— start Given passage —

# Jensen Interceptor



## rhaythorne (Jan 12, 2004)

Well, given that there's little else of real value going on here today I was just staring out of the window when this little (actually bloody _huge_) beauty rolled up


















I've seen it around for a year or two now I think. Not sure who owns it but it's a lovely example by the looks of it. Bet it doesn't have the original engine though! Sounds glorious


----------



## mach 0.0013137 (Jan 10, 2005)

We had a night nurse who used to have one in the 80`s, always knew when she`d arrived for work, as you say glorious sound


----------



## DAVID (Mar 17, 2003)

Very nice










I seem to remember the twin wing vents mean its a FF (Fergeson Formula), with 4 wheel drive and Maxaret anti lock braking, the first for a production car in the UK.

Doubt that colour is original but with the Chrysler V8 giving around 15mpg, the owner needs to be commended for keeping it on the road.

D.


----------



## rhaythorne (Jan 12, 2004)

As I was making the original post I heard the behemoth fire up! I rushed to the window but still couldn't see who was driving it so I'm still none the wiser as to who owns it.

Wasn't the original Jensen engine a 5+ litre V12? Maybe even bigger







Can't remember for sure; although I know many were eventually replaced with Rover V8's.


----------



## DAVID (Mar 17, 2003)

Sure they were America Chrysler V8's , first 6.3 ltr, then 7.2 ltr, all around 300/320 hp, all auto's with Hydramatic gearbox - used to part own a CV8,(a money pit







) forerunner to the Interceptor.

— end Given passage —
— start Supplied material —

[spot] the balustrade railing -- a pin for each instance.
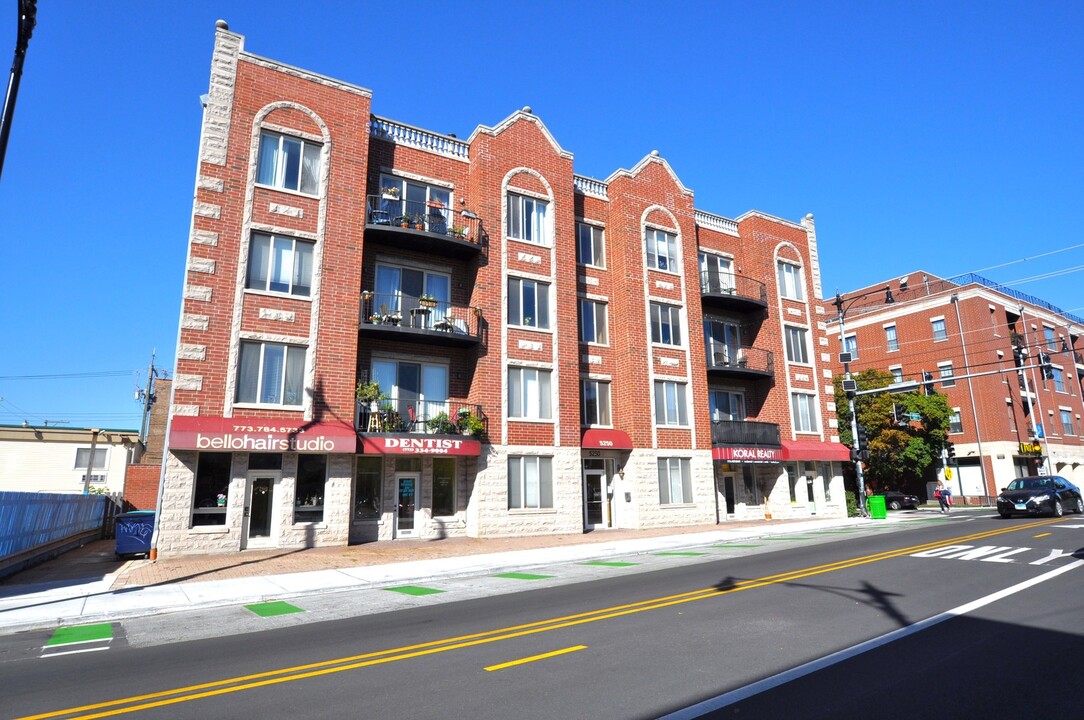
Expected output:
(713, 282)
(407, 135)
(401, 413)
(395, 211)
(743, 358)
(750, 434)
(408, 311)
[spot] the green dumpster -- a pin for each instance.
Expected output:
(877, 508)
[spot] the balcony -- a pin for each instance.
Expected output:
(738, 362)
(745, 434)
(732, 292)
(427, 227)
(408, 415)
(398, 317)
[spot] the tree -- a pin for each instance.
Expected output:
(900, 455)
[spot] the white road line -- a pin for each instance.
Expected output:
(802, 670)
(73, 652)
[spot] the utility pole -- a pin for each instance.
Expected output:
(27, 18)
(149, 398)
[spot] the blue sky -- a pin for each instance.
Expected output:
(920, 135)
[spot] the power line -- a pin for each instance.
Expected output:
(1024, 259)
(107, 373)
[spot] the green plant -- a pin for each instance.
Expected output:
(370, 391)
(469, 423)
(441, 424)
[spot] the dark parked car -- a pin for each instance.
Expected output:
(894, 500)
(1040, 495)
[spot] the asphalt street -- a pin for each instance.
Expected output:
(821, 625)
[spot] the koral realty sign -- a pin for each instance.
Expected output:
(418, 446)
(748, 454)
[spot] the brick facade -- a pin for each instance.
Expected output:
(505, 318)
(994, 414)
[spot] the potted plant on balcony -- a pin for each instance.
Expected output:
(441, 424)
(469, 423)
(370, 395)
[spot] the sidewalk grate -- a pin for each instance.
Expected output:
(415, 590)
(523, 576)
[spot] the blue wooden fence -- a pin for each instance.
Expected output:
(30, 519)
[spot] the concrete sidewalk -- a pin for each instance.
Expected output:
(71, 592)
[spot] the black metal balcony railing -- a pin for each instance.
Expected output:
(733, 286)
(418, 215)
(744, 359)
(409, 414)
(397, 310)
(743, 433)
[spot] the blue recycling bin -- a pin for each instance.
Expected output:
(133, 531)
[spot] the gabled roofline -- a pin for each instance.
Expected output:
(524, 114)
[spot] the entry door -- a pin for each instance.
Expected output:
(728, 492)
(260, 522)
(596, 510)
(405, 504)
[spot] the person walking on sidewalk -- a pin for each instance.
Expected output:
(943, 495)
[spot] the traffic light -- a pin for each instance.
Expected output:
(900, 414)
(1044, 363)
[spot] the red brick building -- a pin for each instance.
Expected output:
(553, 352)
(1010, 418)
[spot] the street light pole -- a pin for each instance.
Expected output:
(975, 411)
(849, 386)
(850, 406)
(27, 18)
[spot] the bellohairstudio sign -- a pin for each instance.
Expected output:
(252, 435)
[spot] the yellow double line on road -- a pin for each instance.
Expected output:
(138, 703)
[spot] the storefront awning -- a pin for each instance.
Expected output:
(255, 435)
(418, 445)
(606, 439)
(814, 450)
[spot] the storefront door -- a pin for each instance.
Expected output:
(725, 488)
(595, 506)
(260, 522)
(405, 505)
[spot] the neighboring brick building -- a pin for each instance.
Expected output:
(969, 325)
(632, 361)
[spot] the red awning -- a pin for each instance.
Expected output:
(814, 450)
(260, 435)
(418, 445)
(606, 439)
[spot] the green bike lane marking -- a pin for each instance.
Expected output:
(81, 633)
(273, 608)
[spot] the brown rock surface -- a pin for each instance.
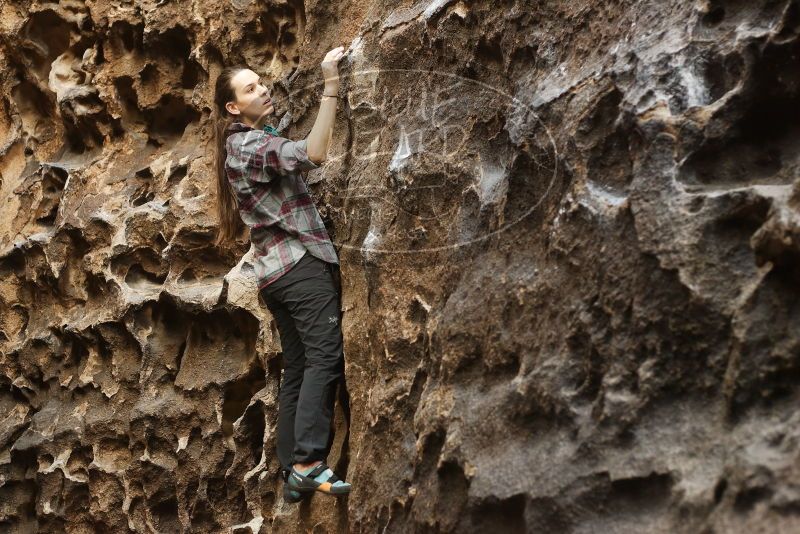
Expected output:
(570, 244)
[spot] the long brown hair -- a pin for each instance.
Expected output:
(230, 223)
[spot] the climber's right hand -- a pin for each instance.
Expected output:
(330, 66)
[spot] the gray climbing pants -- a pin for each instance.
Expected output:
(305, 302)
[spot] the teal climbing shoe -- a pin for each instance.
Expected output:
(318, 478)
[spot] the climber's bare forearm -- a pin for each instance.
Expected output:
(319, 139)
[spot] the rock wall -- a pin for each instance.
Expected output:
(570, 244)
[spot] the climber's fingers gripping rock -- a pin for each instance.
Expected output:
(330, 64)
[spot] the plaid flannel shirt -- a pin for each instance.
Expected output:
(264, 172)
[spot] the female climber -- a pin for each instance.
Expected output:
(296, 265)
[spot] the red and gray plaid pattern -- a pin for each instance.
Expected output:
(264, 171)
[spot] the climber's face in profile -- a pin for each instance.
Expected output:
(252, 98)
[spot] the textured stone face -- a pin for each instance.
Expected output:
(570, 245)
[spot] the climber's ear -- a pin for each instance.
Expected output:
(232, 108)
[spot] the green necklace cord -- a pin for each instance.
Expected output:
(269, 129)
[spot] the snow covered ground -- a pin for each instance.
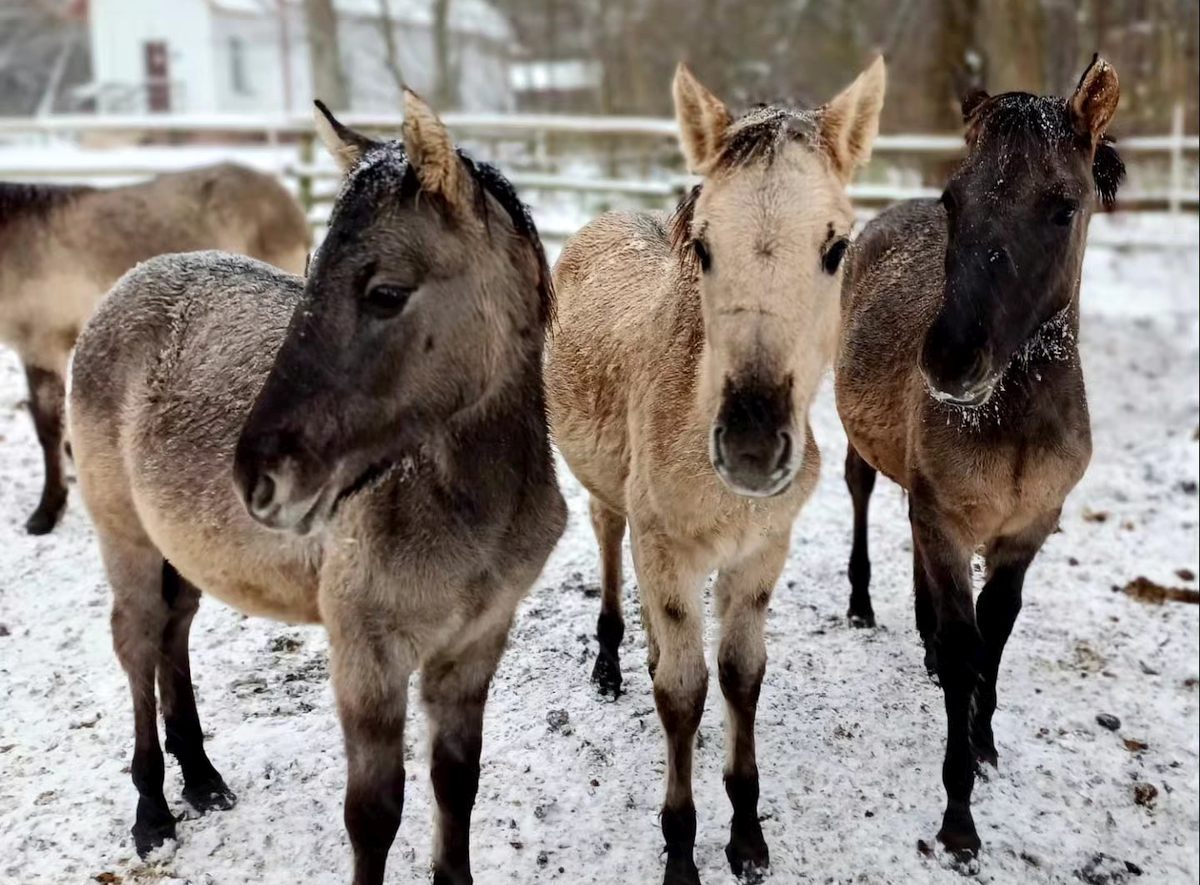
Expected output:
(850, 729)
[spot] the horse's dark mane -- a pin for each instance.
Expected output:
(760, 133)
(679, 228)
(22, 199)
(387, 166)
(1021, 119)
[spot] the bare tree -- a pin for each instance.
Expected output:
(324, 56)
(445, 84)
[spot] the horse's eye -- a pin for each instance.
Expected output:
(833, 256)
(1063, 214)
(384, 301)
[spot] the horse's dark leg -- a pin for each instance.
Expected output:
(454, 688)
(1000, 602)
(671, 594)
(370, 670)
(46, 398)
(742, 597)
(203, 788)
(139, 616)
(610, 529)
(959, 657)
(923, 603)
(861, 482)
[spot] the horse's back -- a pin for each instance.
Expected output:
(609, 280)
(165, 374)
(891, 293)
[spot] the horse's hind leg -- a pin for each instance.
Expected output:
(742, 596)
(46, 397)
(455, 691)
(610, 530)
(861, 481)
(139, 618)
(203, 787)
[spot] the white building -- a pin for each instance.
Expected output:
(205, 56)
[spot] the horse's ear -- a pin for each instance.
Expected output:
(702, 119)
(851, 121)
(430, 149)
(346, 145)
(1096, 100)
(971, 102)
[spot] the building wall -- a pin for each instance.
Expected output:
(119, 32)
(233, 61)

— end Supplied material —

(Your task) In the Jensen Interceptor thread, why does DAVID say the owner deserves credit for keeping the car on the road? Answer in one to three sentences.

(Solution to this problem) DAVID says the owner deserves credit because the car's Chrysler V8 gives only around 15 mpg, which makes it expensive to run.